- Set task 1 -
Using the forum thread on reading partitioned BigQuery tables, answer the following:
(a) Which method is the only option the asker has found so far?
(b) According to Graham Polley, what does a normal read do?
(c) What table reference does jkff suggest reading from when using a partition decorator?

- Text passage -
———

2

Using DataFlow SDK 2.x, I would like to read data from BigQuery partitioned table.

The only option I found so far is using BigQueryIO.Read.fromQuery(String query) method and query SELECT * FROM table WHERE _PARTITIONTIME = 'yyyy-MM-dd'.

Is there any other way to read from partitioned BigQuery table in DataFlow?

bleare
  • 48
  • 6
  • 1
    This is the correct way. If you use a normal read, it will read the entire table into your pipeline, regardless if it's a partitioned table or not. – Graham Polley Mar 20 '18 at 10:09
  • @GrahamPolley, thanks for the answer. Do you plan adding method-level support for querying partitioned tables? – bleare Mar 20 '18 at 10:18
  • 2
    You can also use a partition decorator, read from "table$yyyyMMdd" should work I believe. There are currently no plans on adding more explicit support as far as I'm aware; if you need it, feel free to file a JIRA at https://issues.apache.org/jira/browse/BEAM or post on the user@ mailing list. – jkff Mar 20 '18 at 15:35
  • @jkff Is this behavior documented somewhere? – pradithya aria Nov 02 '18 at 07:31
  • It is documented at https://cloud.google.com/bigquery/docs/partitioned-tables – jkff Nov 02 '18 at 21:41

1 Answers1

0

Well to be honest, there is a better way to do it. Two ways to do it for performance and one if you look into BigQuery API.

———

- Set task 2 -
Rewrite the rows below from their beginning through the line that contains "column 856, row 282", replacing "orange safety vest" with "reflective vest" and leaving everything else unchanged. Omit the picture.

———

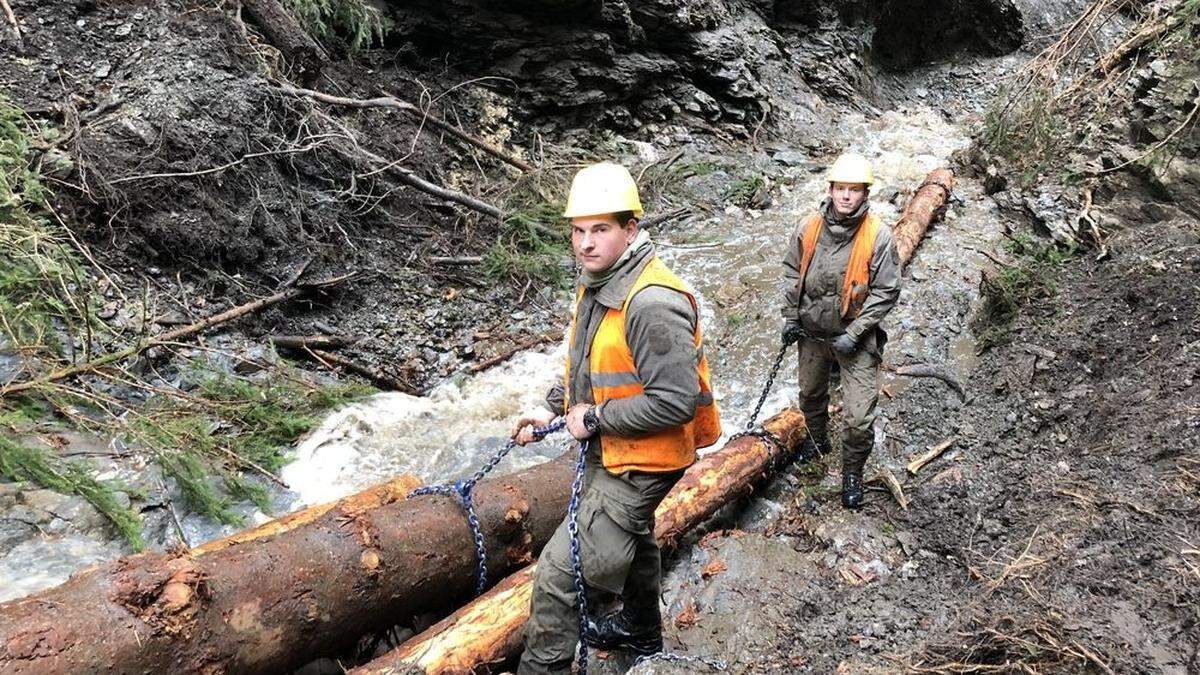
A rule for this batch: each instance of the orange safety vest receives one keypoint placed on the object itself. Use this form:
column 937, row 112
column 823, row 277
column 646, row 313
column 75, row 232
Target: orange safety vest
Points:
column 856, row 282
column 615, row 376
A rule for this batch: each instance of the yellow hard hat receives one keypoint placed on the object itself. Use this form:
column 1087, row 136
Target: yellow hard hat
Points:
column 851, row 167
column 603, row 189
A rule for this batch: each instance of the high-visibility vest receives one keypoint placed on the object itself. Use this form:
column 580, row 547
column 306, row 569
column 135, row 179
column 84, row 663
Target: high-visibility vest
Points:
column 615, row 376
column 857, row 280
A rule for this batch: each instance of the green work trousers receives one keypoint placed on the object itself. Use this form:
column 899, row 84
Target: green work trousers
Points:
column 859, row 396
column 618, row 554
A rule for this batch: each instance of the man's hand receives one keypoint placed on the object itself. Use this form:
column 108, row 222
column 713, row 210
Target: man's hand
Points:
column 575, row 420
column 792, row 334
column 844, row 345
column 522, row 431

———

- Full output 1 -
(a) The BigQueryIO.Read.fromQuery(String query) method
(b) It reads the entire table into the pipeline, whether or not the table is partitioned.
(c) "table$yyyyMMdd"

- Full output 2 -
A rule for this batch: each instance of the reflective vest receives one keypoint placed on the object itself. Use this form:
column 937, row 112
column 823, row 277
column 646, row 313
column 75, row 232
Target: reflective vest
Points:
column 856, row 282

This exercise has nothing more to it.